■ REQUIRED TASKS
(1) Echo the Hurricane Katrina article word for word, starting with "Nowhere else in" and going on through "ocean and sky.".
(2) According to the Hurricane Katrina article, how long could it take emergency authorities to pump out the water?
(3) Go on with the Hurricane Katrina article from its final sentence.

NEW ORLEANS – One of the most powerful hurricanes ever to menace the United States is expected to slam into the nation’s most storm-vulnerable city Monday, sending panicked residents fleeing soon-to-be submerged homes Sunday – only to hit snarled traffic and face crammed, precarious shelters.

Nowhere else in the country would the sense of fear be more justified than in a city that’s 8 feet below sea level and facing 20 feet of levee-breaking flood waters from Hurricane Katrina.

“This has the potential to be as disastrous as the Asian tsunami. Tens of thousands of people could lose their lives. We could witness the total destruction of New Orleans as we know it,” Ivor van Heerden, director of the Lousiana State University Hurricane Center, said as he ticked off the threats New Orleans faces from the ground, ocean and sky.

More than 1 million people could be left stranded away from home as emergency authorities attempt to pump out the water, a task that may take as long as three weeks. The newly homeless would be left with little food, no electricity and no transportation as cars are replaced by boats. Emergency officials fear that nearly 287 years of history could be destroyed in just hours and that half of the old Victorian homes could be lost along with the old brick buildings of the Vieux Carre, the French Quarter.

■ DATASET EXTRACT
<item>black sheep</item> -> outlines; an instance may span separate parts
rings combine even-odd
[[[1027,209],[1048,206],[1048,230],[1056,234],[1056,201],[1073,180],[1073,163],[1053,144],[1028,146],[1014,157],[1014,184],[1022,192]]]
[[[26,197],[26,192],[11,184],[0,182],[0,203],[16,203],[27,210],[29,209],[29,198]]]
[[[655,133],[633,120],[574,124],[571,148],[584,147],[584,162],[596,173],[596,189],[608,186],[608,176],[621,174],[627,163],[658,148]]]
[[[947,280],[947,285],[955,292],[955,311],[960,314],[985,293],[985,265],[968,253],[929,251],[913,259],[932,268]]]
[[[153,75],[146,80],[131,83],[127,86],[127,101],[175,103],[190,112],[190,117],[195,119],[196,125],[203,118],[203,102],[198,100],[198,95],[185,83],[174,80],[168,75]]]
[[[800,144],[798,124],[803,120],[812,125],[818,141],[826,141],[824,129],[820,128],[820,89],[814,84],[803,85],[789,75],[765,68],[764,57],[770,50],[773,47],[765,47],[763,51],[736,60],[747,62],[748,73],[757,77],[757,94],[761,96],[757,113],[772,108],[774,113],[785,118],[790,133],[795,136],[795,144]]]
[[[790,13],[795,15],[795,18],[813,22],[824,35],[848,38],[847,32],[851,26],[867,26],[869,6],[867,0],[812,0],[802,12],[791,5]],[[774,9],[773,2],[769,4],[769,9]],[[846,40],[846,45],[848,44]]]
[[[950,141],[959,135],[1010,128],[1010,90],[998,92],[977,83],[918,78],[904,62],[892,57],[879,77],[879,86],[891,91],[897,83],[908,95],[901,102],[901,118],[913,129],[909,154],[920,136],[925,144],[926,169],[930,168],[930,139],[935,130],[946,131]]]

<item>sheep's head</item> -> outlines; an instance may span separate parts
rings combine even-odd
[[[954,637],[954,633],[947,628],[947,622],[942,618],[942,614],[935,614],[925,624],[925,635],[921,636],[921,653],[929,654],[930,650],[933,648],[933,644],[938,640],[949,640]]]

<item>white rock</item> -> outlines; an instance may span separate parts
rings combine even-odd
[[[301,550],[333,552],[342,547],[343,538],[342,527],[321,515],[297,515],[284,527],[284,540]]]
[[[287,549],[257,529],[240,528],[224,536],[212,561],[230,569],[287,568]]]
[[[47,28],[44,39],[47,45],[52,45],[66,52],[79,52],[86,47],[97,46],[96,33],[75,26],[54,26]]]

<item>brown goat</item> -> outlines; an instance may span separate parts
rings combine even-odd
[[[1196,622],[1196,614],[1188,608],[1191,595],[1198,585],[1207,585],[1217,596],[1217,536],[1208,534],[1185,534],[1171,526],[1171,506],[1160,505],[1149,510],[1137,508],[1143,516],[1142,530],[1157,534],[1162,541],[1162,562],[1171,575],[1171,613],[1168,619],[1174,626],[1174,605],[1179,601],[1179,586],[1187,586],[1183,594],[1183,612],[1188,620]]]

■ TASK RESPONSES
(1)
Nowhere else in the country would the sense of fear be more justified than in a city that’s 8 feet below sea level and facing 20 feet of levee-breaking flood waters from Hurricane Katrina.

“This has the potential to be as disastrous as the Asian tsunami. Tens of thousands of people could lose their lives. We could witness the total destruction of New Orleans as we know it,” Ivor van Heerden, director of the Lousiana State University Hurricane Center, said as he ticked off the threats New Orleans faces from the ground, ocean and sky.

(2) As long as three weeks.

(3)
The nightmare scenario gets worse: sewers could back up, spreading disease like malaria, cholera, tuberculosis, West Nile Virus and dengue fever, all of which pay calls at one of the nation’s biggest and oldest ports. Coffins could pop out of the shallow ground. Above-ground fuel tanks might break moorings to become boat bombs. And toxic chemicals could spill into the mix if petrochemical plants to the west break up.

City officials say more than 50,000 people may seek shelter at the Superdome football stadium – whose lower levels may flood – with another 50,000 staying home.

With maximum sustained winds topping 165 mph, Hurricane Katrina was in position Sunday to be the second-strongest storm to hit the United States, behind the Labor Day Hurricane of 1935 that destroyed Matecumbe Key and killed nearly 500 people.

“This is potentially one of the worst storms ever,” said University of Miami meteorology professor David Nolan, noting Katrina’s low pressure, large size, heavy winds, defined eyewall and heavy rains.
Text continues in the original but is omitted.